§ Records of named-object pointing

───

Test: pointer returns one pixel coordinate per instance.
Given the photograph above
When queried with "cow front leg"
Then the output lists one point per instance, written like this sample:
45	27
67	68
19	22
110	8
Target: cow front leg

───

§ Given instruction
Copy every one of the records above, line for line and without a single change.

§ Exercise output
Test: pointer returns one pixel coordinate per instance.
Given the photograph above
When queried with "cow front leg"
Then the output lists one point per instance, written like this sample:
45	27
67	68
19	22
110	8
Target: cow front leg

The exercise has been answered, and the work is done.